Collection entries
**********

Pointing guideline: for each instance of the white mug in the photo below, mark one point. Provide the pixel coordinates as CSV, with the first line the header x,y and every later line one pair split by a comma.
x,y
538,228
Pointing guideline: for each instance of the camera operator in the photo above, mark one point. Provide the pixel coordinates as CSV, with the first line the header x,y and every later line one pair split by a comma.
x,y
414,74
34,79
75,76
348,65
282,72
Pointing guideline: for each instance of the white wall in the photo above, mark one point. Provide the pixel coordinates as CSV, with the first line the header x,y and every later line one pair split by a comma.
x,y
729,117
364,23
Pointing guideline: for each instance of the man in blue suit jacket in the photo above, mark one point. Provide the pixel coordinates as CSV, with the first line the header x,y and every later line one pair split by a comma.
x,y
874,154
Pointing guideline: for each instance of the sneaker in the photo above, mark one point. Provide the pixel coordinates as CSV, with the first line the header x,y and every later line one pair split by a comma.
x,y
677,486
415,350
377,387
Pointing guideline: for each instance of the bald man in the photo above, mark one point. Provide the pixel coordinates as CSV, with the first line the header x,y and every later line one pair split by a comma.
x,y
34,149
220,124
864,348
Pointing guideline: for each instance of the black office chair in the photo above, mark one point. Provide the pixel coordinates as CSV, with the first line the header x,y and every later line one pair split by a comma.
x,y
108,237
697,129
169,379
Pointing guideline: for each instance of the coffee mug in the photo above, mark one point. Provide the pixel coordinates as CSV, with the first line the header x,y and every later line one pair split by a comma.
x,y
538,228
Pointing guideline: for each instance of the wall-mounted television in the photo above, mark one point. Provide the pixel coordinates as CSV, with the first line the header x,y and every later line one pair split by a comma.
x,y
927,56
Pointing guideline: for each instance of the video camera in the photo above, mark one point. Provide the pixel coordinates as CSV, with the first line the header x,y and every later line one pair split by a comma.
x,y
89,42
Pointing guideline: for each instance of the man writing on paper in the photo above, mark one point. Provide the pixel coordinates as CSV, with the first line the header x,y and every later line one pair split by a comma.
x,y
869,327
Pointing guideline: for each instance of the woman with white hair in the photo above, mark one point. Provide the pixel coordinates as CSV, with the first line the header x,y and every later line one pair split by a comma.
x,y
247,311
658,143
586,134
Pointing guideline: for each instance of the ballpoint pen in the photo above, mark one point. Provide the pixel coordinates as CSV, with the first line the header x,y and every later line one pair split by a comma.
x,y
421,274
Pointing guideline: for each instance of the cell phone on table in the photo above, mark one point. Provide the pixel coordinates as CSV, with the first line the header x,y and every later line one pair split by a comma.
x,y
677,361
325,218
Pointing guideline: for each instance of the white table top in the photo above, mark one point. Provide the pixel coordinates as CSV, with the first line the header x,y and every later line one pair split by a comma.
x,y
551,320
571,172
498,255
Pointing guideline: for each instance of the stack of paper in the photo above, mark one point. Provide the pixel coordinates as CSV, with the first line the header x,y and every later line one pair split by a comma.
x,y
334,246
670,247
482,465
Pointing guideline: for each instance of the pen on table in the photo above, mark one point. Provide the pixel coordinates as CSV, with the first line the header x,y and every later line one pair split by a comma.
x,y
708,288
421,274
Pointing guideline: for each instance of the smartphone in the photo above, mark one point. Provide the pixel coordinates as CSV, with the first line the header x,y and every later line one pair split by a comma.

**********

__Work to be completed__
Copy all the lines above, word for word.

__Completed task__
Pointing guideline: for each instance of the white mug in the photo below, mark one point. Provide the pixel coordinates as CSV, with the first line the header x,y and every later line one pair split by a comma.
x,y
538,228
Pointing guideline: for each instance of the camera operator in the photo above, mark one point. Provide the pixel coordinates as CSV, with the first line the header x,y and every later line one pair split by a comma.
x,y
414,74
34,79
75,76
348,65
282,72
Pointing guideline: for each instance of the white wall in the photo above, mark one point. Provide the pixel coordinates as CSV, with the first line the header x,y and every later line one pair split by a comma.
x,y
729,117
364,23
Pointing guideline: for each instance of the man in blue suit jacket in the photo above, mark one point. Provide the pixel coordinates as CSV, with the first line the header x,y and every later line one pair split by a comma.
x,y
874,154
Pointing guideline: for each instance of the sneaker in the photo above, mark one point. Provide the pixel coordinates as CSV, with the first line the header x,y and every later line one pair split by a comma.
x,y
677,486
415,350
377,387
Pointing guideline: for each instance of the bald man in the photo above, mark one point. Provide the pixel coordinates as CSV, with the first line the header x,y and every later line one pair split by a comma.
x,y
34,149
220,124
864,348
Pointing guideline: for each instance of the black office chair in the photo above, mark one point. Provide the pixel coordinates as CSV, with the first line the header x,y and every later line one pair split by a comma.
x,y
108,237
697,129
169,379
Pointing guideline: for each instance of the coffee mug in the photo above, mark one point. Provide the pixel coordinates as CSV, with the first line the header x,y and every later line one pair split by a comma.
x,y
538,228
Pointing guideline: for each instance of the wall-mounted television in the photo above, mark one point. Provide the pixel coordinates as CSV, with the first line the header x,y and every later line one pair split by a comma.
x,y
927,56
Pointing guideline: for each instance of the video camera in the photo above, mark one point. Provide the pixel coordinates as CSV, with the first line the header x,y and every later line one pair split by a comma.
x,y
89,42
Pointing guideline: for each instance of the man writing on paper in the photo above, mark one point. Provide the pixel coordinates as CSV, with the first line the header x,y and every later line one pair split by a comma.
x,y
869,327
Pointing guideline: for each instance of the woman with white hair in the photo above, mark one point. Provide the pixel coordinates as CSV, with the first line the header x,y and every later line one pair split by a comma.
x,y
247,311
658,143
586,134
Pointing guideline: for each instance of the ballpoint pen in the photo above, mark one point. Provide the pixel coordinates as CSV, with the first line the header x,y and every later line one pair split by a comma.
x,y
421,274
Pointing guideline: for each instance of the cell phone on table in the photo above, mark one point. Provide the pixel coordinates as CSV, with the first line the header x,y and every later line one pair split by a comma.
x,y
677,361
325,218
Pointing guideline: for each instance of the white table top in the photo above, mark one point. Provide the pixel coordinates as CSV, with the first line the header x,y and every later line one pair split by a comma.
x,y
551,320
571,172
498,255
Pointing guideline: for each instance of the stack of paper in the photo above, mark one point. Provide the pixel coordinates as CSV, with the first line the header x,y and every later line one pair split by a comma.
x,y
334,246
670,247
482,465
Pointing guideline: for each instance of the pen on table in the photo above, mark one point. Provide the pixel coordinates as CSV, with the first line the header x,y and every later line one pair split by a comma.
x,y
708,288
421,274
Pointing guideline: for each instance of the smartphone in the photo above, mark one point. Provide the pixel coordinates as CSV, with the first line the header x,y and every later line one pair split by a comma.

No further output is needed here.